* START Given passage *
Skip to content

shouldnotappearcalm/Code-Runner-Sandbox

Repository files navigation

Code Runner Sandbox

A secure code execution sandbox system supporting multiple programming languages.

中文文档

Features

  • Multi-language code execution support
  • Secure sandbox environment
  • Code testing and evaluation
  • Real-time execution results
  • Execution time and memory usage statistics

Supported Languages

  • Python
  • JavaScript
  • Java
  • Kotlin
  • C++
  • Go
  • Rust
  • Bash
  • Objective-C
  • Swift

SDK Usage

Currently provides Python SDK, with other language SDKs (Java, Go, JavaScript, etc.) under development.

Python SDK Installation

pip install code-runner-sdk

Start the web application first

First you should start the web application

uvicorn app.main:app --reload

or use docker

sh ./build_and_run.sh

Quick Start Example

from code_runner_sdk import CodeRunnerClient, ProgrammingLanguage

# Create client instance
client = CodeRunnerClient(
    host="localhost",
    port=8000
)

# Run simple Python code
result = client.run_code(
    code='print("Hello, Code Runner!")',
    language=ProgrammingLanguage.PYTHON
)
print(f"Output: {result['output']}")
print(f"Execution Time: {result['execution_time']}ms")
print(f"Memory Usage: {result['memory_usage']}KB")

For more detailed SDK documentation, including:

  • Complete API interface documentation
  • Test case execution
  • Exception handling
  • Advanced configuration options
  • Multi-language code examples

Please refer to the SDK Documentation

Using Code Reward Function in Open-R1

The code_reward function in Open-R1 is based on the e2b SandBox. This project can achieve the same functionality. For the reward calculation code segment:

Modify the code_reward method in rewards.py as follows:

def code_reward(completions, **kwargs) -> list[float]:
    """Reward function that evaluates code snippets using the E2B code interpreter.
* END Given passage *
• [Short problem]:
Write out the Code Runner Sandbox page above word for word, from its first line to its last.
* START Data extract *
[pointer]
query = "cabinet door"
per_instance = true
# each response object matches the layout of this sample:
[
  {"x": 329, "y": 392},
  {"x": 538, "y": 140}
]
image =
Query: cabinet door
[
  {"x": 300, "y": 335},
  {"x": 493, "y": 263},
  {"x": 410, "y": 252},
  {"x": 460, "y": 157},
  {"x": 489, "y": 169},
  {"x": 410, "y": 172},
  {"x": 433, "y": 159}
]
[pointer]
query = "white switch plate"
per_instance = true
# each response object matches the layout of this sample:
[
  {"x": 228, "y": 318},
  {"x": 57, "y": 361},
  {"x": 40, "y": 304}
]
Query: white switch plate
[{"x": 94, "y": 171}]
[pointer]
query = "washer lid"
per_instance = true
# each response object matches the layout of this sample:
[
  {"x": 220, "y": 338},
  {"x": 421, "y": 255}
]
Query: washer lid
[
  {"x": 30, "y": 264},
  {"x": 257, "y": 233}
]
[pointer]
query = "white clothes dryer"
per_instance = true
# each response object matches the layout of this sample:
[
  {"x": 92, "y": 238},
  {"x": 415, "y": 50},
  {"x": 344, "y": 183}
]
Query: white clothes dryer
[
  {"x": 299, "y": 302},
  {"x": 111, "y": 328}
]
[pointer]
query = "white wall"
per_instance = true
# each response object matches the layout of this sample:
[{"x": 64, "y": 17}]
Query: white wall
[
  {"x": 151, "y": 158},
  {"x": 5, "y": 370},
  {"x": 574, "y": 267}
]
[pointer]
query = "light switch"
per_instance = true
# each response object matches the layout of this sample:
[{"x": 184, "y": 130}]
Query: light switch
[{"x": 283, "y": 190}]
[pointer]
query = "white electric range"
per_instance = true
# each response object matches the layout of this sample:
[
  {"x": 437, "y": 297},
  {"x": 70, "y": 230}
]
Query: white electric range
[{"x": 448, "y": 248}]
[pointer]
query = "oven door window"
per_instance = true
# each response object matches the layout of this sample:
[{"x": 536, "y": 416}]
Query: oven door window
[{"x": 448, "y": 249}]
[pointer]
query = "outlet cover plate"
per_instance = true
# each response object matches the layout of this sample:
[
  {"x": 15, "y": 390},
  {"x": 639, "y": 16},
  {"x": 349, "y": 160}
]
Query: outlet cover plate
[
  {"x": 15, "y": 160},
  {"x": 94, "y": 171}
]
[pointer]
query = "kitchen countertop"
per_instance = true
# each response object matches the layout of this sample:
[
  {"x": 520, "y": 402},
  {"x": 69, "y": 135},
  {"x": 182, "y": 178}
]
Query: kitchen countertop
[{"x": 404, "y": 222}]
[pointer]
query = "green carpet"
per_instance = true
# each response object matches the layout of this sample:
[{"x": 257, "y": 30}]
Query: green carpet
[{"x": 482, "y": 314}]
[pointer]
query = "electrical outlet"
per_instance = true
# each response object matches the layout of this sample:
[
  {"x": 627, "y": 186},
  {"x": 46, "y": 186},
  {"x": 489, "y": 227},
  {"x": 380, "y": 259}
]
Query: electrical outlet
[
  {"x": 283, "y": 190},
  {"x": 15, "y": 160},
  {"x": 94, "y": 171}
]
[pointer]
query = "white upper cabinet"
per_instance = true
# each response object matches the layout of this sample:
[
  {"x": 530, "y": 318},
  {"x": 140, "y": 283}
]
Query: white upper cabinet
* END Data extract *
• [Answer below]:
Skip to content

shouldnotappearcalm/Code-Runner-Sandbox

Repository files navigation

Code Runner Sandbox

A secure code execution sandbox system supporting multiple programming languages.

中文文档

Features

  • Multi-language code execution support
  • Secure sandbox environment
  • Code testing and evaluation
  • Real-time execution results
  • Execution time and memory usage statistics

Supported Languages

  • Python
  • JavaScript
  • Java
  • Kotlin
  • C++
  • Go
  • Rust
  • Bash
  • Objective-C
  • Swift

SDK Usage

Currently provides Python SDK, with other language SDKs (Java, Go, JavaScript, etc.) under development.

Python SDK Installation

pip install code-runner-sdk

Start the web application first

First you should start the web application

uvicorn app.main:app --reload

or use docker

sh ./build_and_run.sh

Quick Start Example

from code_runner_sdk import CodeRunnerClient, ProgrammingLanguage

# Create client instance
client = CodeRunnerClient(
    host="localhost",
    port=8000
)

# Run simple Python code
result = client.run_code(
    code='print("Hello, Code Runner!")',
    language=ProgrammingLanguage.PYTHON
)
print(f"Output: {result['output']}")
print(f"Execution Time: {result['execution_time']}ms")
print(f"Memory Usage: {result['memory_usage']}KB")

For more detailed SDK documentation, including:

  • Complete API interface documentation
  • Test case execution
  • Exception handling
  • Advanced configuration options
  • Multi-language code examples

Please refer to the SDK Documentation

Using Code Reward Function in Open-R1

The code_reward function in Open-R1 is based on the e2b SandBox. This project can achieve the same functionality. For the reward calculation code segment:

Modify the code_reward method in rewards.py as follows:

def code_reward(completions, **kwargs) -> list[float]:
    """Reward function that evaluates code snippets using the E2B code interpreter.